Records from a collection
--- START ---

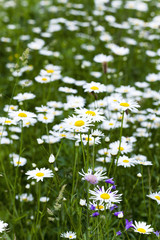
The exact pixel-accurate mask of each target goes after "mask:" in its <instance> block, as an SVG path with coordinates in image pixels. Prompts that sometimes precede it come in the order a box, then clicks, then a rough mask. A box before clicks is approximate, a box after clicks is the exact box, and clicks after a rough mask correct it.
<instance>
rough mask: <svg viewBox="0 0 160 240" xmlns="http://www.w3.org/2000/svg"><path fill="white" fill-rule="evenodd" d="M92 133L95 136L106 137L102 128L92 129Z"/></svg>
mask: <svg viewBox="0 0 160 240" xmlns="http://www.w3.org/2000/svg"><path fill="white" fill-rule="evenodd" d="M91 135H92V136H93V137H104V133H102V132H101V131H100V130H98V129H96V130H91Z"/></svg>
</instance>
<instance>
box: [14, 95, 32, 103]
mask: <svg viewBox="0 0 160 240" xmlns="http://www.w3.org/2000/svg"><path fill="white" fill-rule="evenodd" d="M35 97H36V95H35V94H33V93H19V94H17V96H15V97H13V99H14V100H17V101H19V102H22V101H25V100H30V99H34V98H35Z"/></svg>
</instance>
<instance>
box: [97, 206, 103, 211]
mask: <svg viewBox="0 0 160 240" xmlns="http://www.w3.org/2000/svg"><path fill="white" fill-rule="evenodd" d="M103 208H104V207H103V206H102V205H100V206H96V209H100V210H101V209H103Z"/></svg>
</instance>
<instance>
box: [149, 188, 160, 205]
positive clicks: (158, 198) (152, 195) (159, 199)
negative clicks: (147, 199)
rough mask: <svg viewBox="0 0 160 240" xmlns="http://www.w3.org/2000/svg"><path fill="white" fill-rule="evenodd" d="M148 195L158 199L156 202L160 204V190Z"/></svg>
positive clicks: (158, 203)
mask: <svg viewBox="0 0 160 240" xmlns="http://www.w3.org/2000/svg"><path fill="white" fill-rule="evenodd" d="M147 197H149V198H151V199H153V200H156V202H157V203H158V205H159V204H160V191H159V192H155V193H150V194H149V195H147Z"/></svg>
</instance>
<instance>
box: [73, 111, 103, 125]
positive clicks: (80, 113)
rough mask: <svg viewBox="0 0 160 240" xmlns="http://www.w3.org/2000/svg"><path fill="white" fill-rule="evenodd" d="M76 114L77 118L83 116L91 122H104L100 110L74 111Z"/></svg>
mask: <svg viewBox="0 0 160 240" xmlns="http://www.w3.org/2000/svg"><path fill="white" fill-rule="evenodd" d="M75 112H76V114H78V115H79V116H82V117H83V116H85V117H87V118H89V119H90V120H91V121H92V122H100V121H104V119H105V117H104V116H101V115H102V114H103V112H101V110H100V109H98V108H97V109H95V110H88V109H86V108H80V109H75Z"/></svg>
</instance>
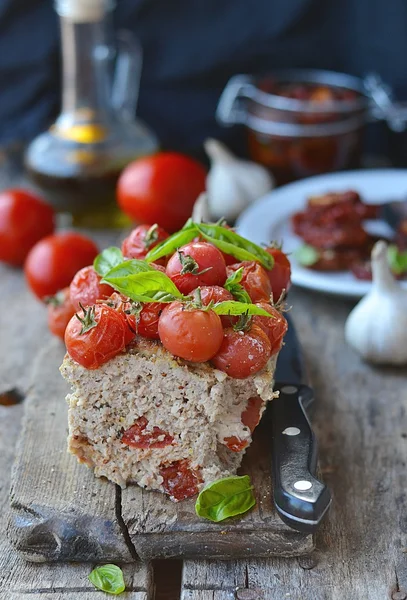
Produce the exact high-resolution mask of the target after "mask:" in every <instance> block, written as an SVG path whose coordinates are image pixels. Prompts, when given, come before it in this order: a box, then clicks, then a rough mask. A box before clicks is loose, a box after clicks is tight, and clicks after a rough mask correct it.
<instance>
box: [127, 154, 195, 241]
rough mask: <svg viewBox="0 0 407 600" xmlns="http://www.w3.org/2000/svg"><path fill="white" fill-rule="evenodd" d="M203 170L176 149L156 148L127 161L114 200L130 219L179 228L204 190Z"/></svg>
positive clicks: (164, 226)
mask: <svg viewBox="0 0 407 600" xmlns="http://www.w3.org/2000/svg"><path fill="white" fill-rule="evenodd" d="M205 180H206V171H205V169H204V168H203V166H202V165H201V164H200V163H198V162H197V161H195V160H193V159H192V158H189V157H188V156H184V155H182V154H177V153H176V152H159V153H158V154H154V155H152V156H147V157H146V158H139V159H138V160H135V161H134V162H132V163H130V164H129V165H128V166H127V167H126V168H125V169H124V171H123V173H122V174H121V175H120V178H119V181H118V184H117V201H118V204H119V206H120V208H121V209H122V210H123V212H125V213H126V214H127V215H128V216H129V217H130V218H131V219H134V220H135V221H139V222H140V221H141V222H142V223H158V225H160V226H161V227H164V229H166V230H167V231H170V232H174V231H177V230H178V229H180V228H181V227H182V226H183V224H184V223H185V221H186V220H187V219H188V217H190V216H191V214H192V208H193V205H194V203H195V200H196V199H197V198H198V196H199V194H200V193H201V192H203V191H204V190H205Z"/></svg>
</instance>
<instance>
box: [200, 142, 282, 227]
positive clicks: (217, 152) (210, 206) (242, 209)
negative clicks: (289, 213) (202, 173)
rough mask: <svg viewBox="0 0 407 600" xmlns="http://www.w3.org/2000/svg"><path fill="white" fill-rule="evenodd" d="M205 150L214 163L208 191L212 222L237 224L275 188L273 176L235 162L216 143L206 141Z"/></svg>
mask: <svg viewBox="0 0 407 600" xmlns="http://www.w3.org/2000/svg"><path fill="white" fill-rule="evenodd" d="M204 147H205V151H206V153H207V154H208V156H209V158H210V160H211V168H210V170H209V173H208V176H207V179H206V188H207V192H208V200H209V209H210V213H211V217H212V218H215V219H219V218H221V217H225V218H226V219H229V220H234V219H236V217H237V216H238V215H239V214H240V213H241V212H242V210H244V209H245V208H246V207H247V206H248V205H249V204H250V203H251V202H253V201H254V200H257V199H258V198H260V197H261V196H263V195H264V194H266V193H267V192H269V191H270V190H271V189H272V188H273V186H274V180H273V178H272V176H271V175H270V173H269V172H268V171H267V169H265V168H264V167H262V166H261V165H258V164H256V163H253V162H250V161H247V160H241V159H238V158H236V157H235V156H234V155H233V154H232V153H231V152H230V151H229V150H228V148H227V147H226V146H225V145H224V144H222V143H221V142H219V141H217V140H214V139H208V140H206V141H205V143H204Z"/></svg>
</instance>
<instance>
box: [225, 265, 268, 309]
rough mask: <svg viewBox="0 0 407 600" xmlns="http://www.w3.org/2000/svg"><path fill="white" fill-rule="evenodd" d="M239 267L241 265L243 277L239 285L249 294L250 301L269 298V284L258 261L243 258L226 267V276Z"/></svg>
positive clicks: (239, 266)
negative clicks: (243, 288)
mask: <svg viewBox="0 0 407 600" xmlns="http://www.w3.org/2000/svg"><path fill="white" fill-rule="evenodd" d="M240 267H243V277H242V280H241V282H240V285H242V286H243V287H244V289H245V290H246V292H247V293H248V294H249V296H250V298H251V300H252V302H260V300H266V301H268V300H270V294H271V285H270V281H269V276H268V273H267V271H266V270H265V269H263V267H262V266H261V265H259V263H257V262H255V261H250V260H245V261H243V262H240V263H235V264H234V265H229V266H228V267H227V269H226V272H227V274H228V276H229V275H231V274H232V273H233V272H234V271H237V270H238V269H240Z"/></svg>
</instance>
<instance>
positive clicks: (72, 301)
mask: <svg viewBox="0 0 407 600" xmlns="http://www.w3.org/2000/svg"><path fill="white" fill-rule="evenodd" d="M101 281H102V278H101V277H100V275H98V274H97V273H96V271H95V269H94V268H93V267H91V266H88V267H83V269H80V271H78V272H77V273H76V275H75V277H74V278H73V279H72V281H71V285H70V286H69V296H70V298H71V303H72V306H73V307H74V309H75V310H79V309H80V305H81V304H82V306H92V304H96V300H103V299H106V298H108V297H109V296H111V294H113V291H114V290H113V288H112V287H110V285H108V284H107V283H100V282H101Z"/></svg>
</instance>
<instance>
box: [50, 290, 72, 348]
mask: <svg viewBox="0 0 407 600" xmlns="http://www.w3.org/2000/svg"><path fill="white" fill-rule="evenodd" d="M74 314H75V309H74V307H73V306H72V303H71V299H70V297H69V288H64V289H63V290H61V291H60V292H58V293H57V294H55V296H53V297H52V298H50V299H49V300H48V328H49V330H50V332H51V333H53V334H54V335H56V336H57V337H59V338H61V340H63V339H64V336H65V329H66V327H67V325H68V323H69V321H70V320H71V318H72V317H73V315H74Z"/></svg>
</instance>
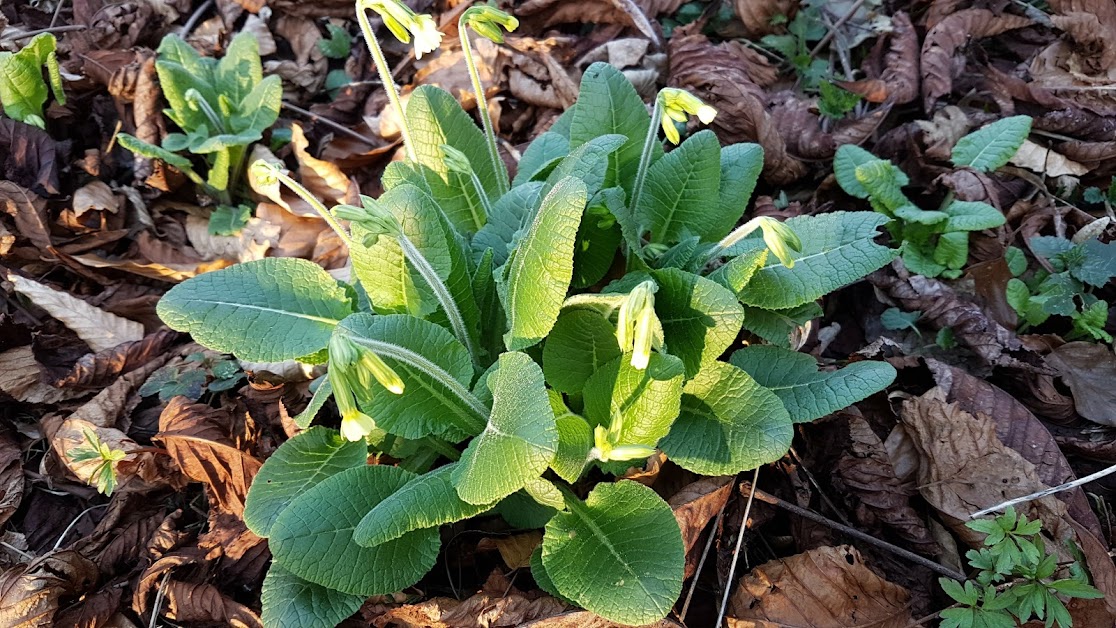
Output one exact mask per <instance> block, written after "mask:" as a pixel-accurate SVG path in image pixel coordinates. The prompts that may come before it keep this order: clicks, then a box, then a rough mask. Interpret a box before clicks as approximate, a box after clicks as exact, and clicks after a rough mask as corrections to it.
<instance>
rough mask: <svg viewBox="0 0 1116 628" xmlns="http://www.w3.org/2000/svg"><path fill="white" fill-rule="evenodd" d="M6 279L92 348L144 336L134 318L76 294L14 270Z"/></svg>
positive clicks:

--- END ---

▶ _THE PROBLEM_
Collect every line of the entries above that contains the string "target", treating uppercase and lowercase as different.

▶ _ANSWER SECTION_
The exact pixel-accurate mask of each target goes after "mask:" in its <instance> block, as an SVG path with coordinates in image pixels. Prompts that sometimes precede it come in the order a box, then clicks, then a rough mask. A box before clicks is approximate, a box after clicks is the exact box, and clicks after a rough mask correct it.
Produce the exact high-resolution mask of the target after "mask:" in every <instance> block, written as an SVG path whose coordinates are image pixels. Prompts, when given, come before it in this order: a box, then clicks, then a rough mask. A box before clicks is loose, a box after clicks is tight, and clicks after a rough mask correct it.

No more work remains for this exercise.